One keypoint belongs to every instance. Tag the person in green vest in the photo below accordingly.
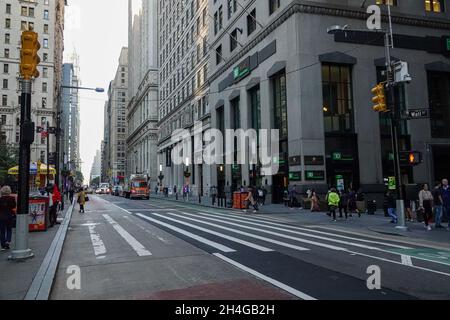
(333, 202)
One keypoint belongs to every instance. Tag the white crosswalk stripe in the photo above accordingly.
(189, 234)
(221, 235)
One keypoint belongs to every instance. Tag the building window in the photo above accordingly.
(280, 105)
(439, 95)
(233, 40)
(434, 5)
(219, 54)
(273, 6)
(388, 2)
(337, 99)
(251, 22)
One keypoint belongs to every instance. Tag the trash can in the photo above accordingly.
(38, 213)
(372, 207)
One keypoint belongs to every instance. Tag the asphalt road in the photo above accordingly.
(163, 250)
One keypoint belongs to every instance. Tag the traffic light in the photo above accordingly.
(410, 158)
(29, 58)
(379, 98)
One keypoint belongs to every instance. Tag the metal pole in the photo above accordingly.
(48, 154)
(21, 250)
(395, 126)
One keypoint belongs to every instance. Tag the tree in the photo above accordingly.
(9, 157)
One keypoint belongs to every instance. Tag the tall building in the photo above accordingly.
(96, 169)
(70, 116)
(184, 28)
(47, 19)
(115, 123)
(274, 66)
(142, 109)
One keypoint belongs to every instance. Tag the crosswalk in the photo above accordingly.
(221, 232)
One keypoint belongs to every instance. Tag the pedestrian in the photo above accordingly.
(426, 205)
(315, 206)
(445, 195)
(71, 194)
(352, 202)
(391, 207)
(7, 207)
(437, 204)
(343, 204)
(82, 200)
(333, 202)
(213, 195)
(250, 200)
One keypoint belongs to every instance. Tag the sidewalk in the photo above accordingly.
(376, 224)
(16, 277)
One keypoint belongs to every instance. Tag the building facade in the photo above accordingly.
(115, 123)
(273, 66)
(70, 118)
(47, 19)
(184, 57)
(142, 108)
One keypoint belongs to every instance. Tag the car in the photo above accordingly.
(117, 191)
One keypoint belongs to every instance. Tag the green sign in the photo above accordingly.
(315, 175)
(433, 255)
(295, 176)
(392, 183)
(239, 73)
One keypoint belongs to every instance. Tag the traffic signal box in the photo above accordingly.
(29, 59)
(379, 98)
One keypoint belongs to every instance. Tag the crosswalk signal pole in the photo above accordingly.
(28, 70)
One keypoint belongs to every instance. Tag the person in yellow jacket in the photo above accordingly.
(333, 202)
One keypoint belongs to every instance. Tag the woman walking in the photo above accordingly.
(426, 205)
(7, 207)
(81, 199)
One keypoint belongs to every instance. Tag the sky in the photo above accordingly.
(96, 30)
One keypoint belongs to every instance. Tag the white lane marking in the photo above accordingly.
(250, 235)
(221, 235)
(399, 263)
(189, 234)
(245, 219)
(301, 233)
(136, 245)
(315, 243)
(147, 231)
(406, 260)
(97, 243)
(272, 281)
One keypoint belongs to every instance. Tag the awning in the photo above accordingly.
(33, 170)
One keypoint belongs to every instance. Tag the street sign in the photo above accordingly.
(392, 185)
(417, 114)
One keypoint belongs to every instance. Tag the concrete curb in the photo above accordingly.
(43, 281)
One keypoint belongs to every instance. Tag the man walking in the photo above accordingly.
(445, 195)
(437, 204)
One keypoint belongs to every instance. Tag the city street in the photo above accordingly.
(158, 249)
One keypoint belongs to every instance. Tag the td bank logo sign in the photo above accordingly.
(374, 20)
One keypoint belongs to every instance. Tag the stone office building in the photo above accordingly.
(273, 65)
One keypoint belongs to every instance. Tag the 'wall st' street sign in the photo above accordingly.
(413, 114)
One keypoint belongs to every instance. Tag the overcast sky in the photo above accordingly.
(97, 30)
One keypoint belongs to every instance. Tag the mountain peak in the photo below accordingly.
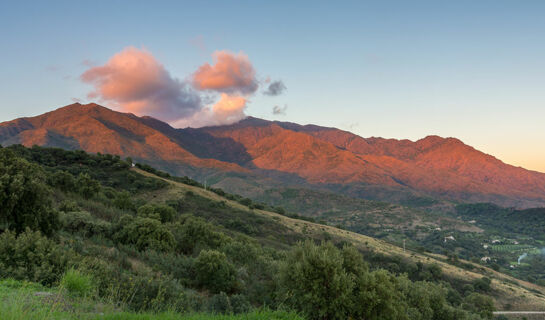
(307, 154)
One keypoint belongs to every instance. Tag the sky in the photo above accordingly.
(474, 70)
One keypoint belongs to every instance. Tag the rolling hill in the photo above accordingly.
(256, 154)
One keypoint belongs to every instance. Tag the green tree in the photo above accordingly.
(315, 282)
(63, 180)
(24, 197)
(161, 212)
(193, 234)
(86, 186)
(479, 304)
(31, 256)
(123, 201)
(214, 272)
(144, 233)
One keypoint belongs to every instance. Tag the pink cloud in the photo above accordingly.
(231, 73)
(134, 81)
(229, 109)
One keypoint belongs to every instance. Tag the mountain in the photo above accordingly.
(254, 154)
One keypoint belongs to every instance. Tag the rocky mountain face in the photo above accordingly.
(263, 151)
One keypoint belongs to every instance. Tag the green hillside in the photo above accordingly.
(128, 239)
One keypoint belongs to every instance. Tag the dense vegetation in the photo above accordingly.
(90, 224)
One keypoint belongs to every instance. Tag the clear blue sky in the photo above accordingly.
(397, 69)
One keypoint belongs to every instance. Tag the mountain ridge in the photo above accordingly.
(321, 156)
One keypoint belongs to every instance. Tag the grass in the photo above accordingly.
(20, 300)
(508, 290)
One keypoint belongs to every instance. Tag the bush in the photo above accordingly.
(164, 213)
(85, 223)
(86, 186)
(194, 234)
(220, 303)
(24, 197)
(315, 282)
(78, 284)
(63, 180)
(123, 201)
(214, 272)
(68, 206)
(240, 304)
(31, 256)
(479, 304)
(144, 233)
(483, 284)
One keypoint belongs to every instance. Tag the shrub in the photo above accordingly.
(483, 284)
(164, 213)
(123, 201)
(240, 304)
(194, 234)
(86, 186)
(314, 281)
(63, 180)
(68, 206)
(83, 222)
(24, 197)
(214, 272)
(78, 284)
(220, 303)
(479, 304)
(31, 256)
(144, 233)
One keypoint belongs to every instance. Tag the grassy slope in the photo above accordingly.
(520, 295)
(29, 301)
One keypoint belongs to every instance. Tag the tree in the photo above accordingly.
(479, 304)
(86, 186)
(164, 213)
(144, 233)
(214, 272)
(63, 180)
(314, 281)
(194, 234)
(24, 196)
(31, 256)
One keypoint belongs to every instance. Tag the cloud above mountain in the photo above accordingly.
(275, 88)
(231, 73)
(133, 80)
(229, 109)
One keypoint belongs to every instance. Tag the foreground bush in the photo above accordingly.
(31, 256)
(78, 284)
(24, 196)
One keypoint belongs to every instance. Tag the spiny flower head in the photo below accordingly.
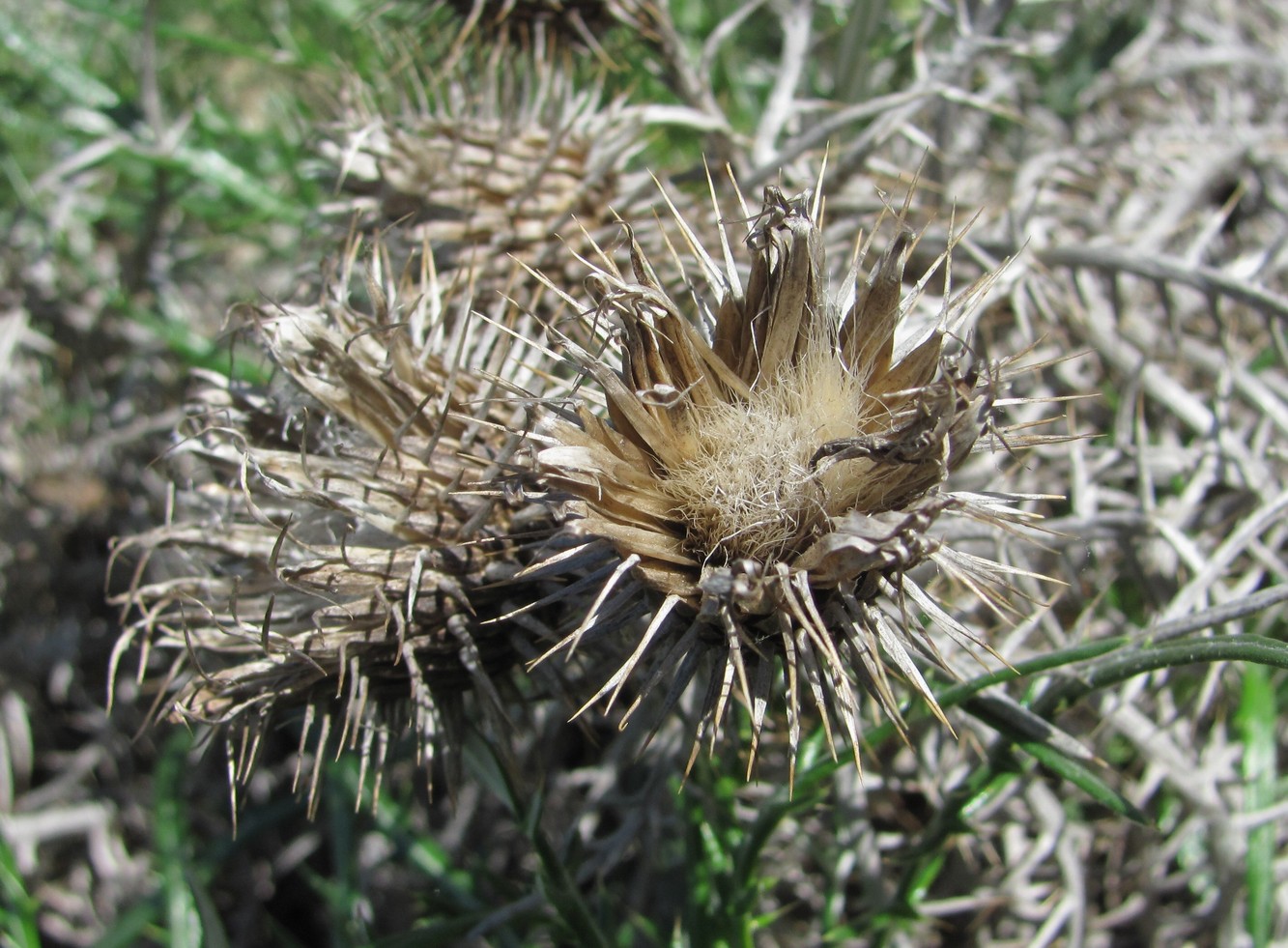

---*---

### Work required
Rewrite the material from the line containing "One keypoint belongs to every instance. Tag the foreground" through its last line, both included, as a Markdown table with the columns No. and Entry, one numbered row per line and no rows for blank lines. Omit the pictures.

### Exercise answer
| No. | Entry |
|---|---|
| 1 | One keypoint belongs to every instance. Tag the foreground bush in the photo above accordingly. |
| 2 | (31, 256) |
| 3 | (78, 284) |
| 4 | (24, 196) |
| 5 | One keypoint belongs to every instance. Tag the spiny flower head in the photo below accordingly. |